»»

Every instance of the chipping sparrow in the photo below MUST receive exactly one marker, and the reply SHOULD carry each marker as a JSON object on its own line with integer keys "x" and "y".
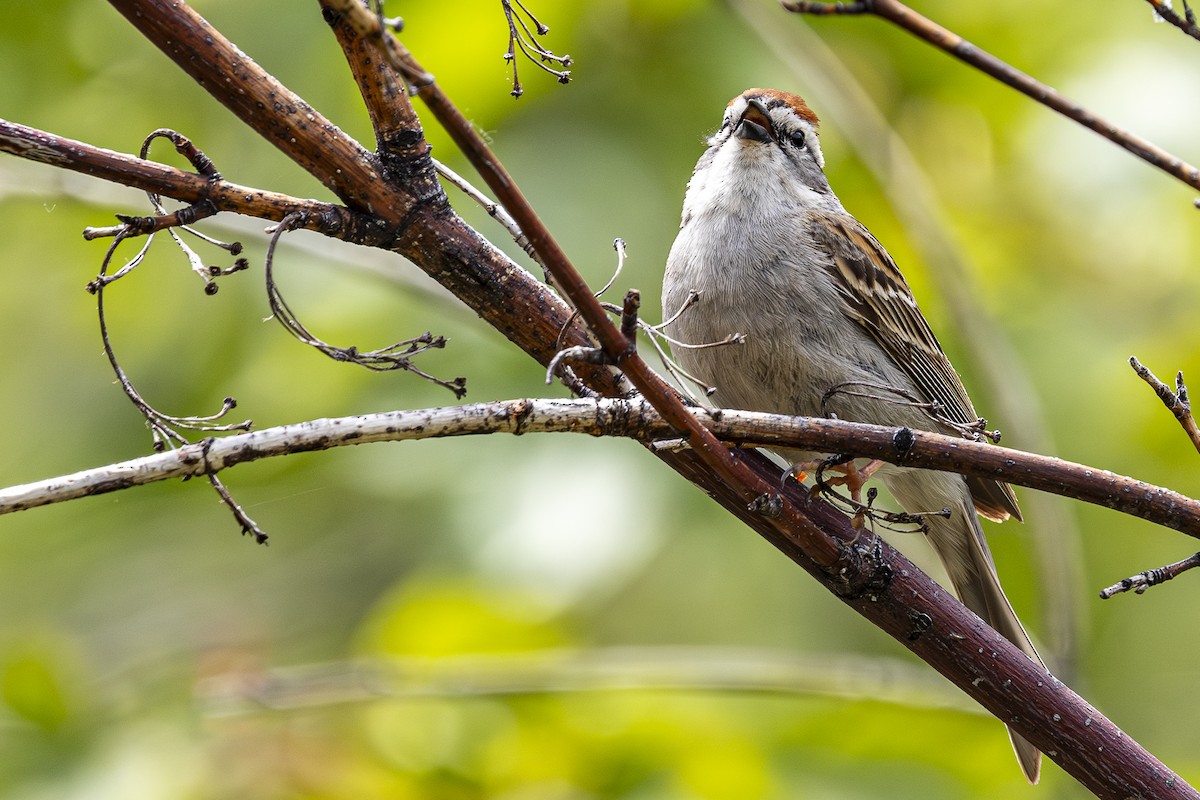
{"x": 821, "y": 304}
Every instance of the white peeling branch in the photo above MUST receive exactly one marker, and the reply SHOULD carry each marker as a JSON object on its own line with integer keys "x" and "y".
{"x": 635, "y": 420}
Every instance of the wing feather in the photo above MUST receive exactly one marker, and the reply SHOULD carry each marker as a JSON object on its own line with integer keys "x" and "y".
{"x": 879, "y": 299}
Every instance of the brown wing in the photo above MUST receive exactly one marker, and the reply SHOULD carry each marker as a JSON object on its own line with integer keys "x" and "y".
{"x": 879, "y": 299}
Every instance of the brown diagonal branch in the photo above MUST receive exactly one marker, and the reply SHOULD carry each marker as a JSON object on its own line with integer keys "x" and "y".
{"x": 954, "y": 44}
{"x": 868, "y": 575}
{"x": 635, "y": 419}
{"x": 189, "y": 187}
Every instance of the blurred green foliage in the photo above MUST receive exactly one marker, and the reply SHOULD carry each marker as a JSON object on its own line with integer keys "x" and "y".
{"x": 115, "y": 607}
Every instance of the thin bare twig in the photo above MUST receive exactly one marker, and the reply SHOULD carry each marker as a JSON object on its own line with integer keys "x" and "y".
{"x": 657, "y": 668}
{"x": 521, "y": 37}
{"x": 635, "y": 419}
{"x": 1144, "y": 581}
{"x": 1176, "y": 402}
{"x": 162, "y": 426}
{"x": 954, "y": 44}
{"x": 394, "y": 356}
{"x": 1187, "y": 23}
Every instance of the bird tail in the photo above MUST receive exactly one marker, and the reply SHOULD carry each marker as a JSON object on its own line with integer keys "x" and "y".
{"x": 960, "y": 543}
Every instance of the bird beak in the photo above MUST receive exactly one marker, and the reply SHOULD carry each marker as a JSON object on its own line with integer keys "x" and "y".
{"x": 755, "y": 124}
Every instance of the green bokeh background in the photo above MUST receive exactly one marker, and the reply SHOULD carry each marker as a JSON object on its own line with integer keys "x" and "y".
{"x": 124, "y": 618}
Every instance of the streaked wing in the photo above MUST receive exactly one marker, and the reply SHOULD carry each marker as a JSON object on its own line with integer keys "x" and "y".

««

Short problem. Rescale the data, starting with the line that contains "Every instance of the green" and going on through the end of the data, and reproduce every line in that span, requests included. Multiply each coordinate in the answers by 1.4 and round the result to a whole number, rounding halves up. Leave all other numbers unchanged.

Problem solution.
Every instance of the green bokeh background in the photo above MUST receive exactly one marker, and the reply SHOULD carry each marker as a JSON object on its own line with integer keys "x" and "y".
{"x": 174, "y": 865}
Every instance of the streaked wing in the photo above MUST receive exactly one marker, and the reply SHOULD carry each marker as a JSON object on its own line with integer keys "x" and "y".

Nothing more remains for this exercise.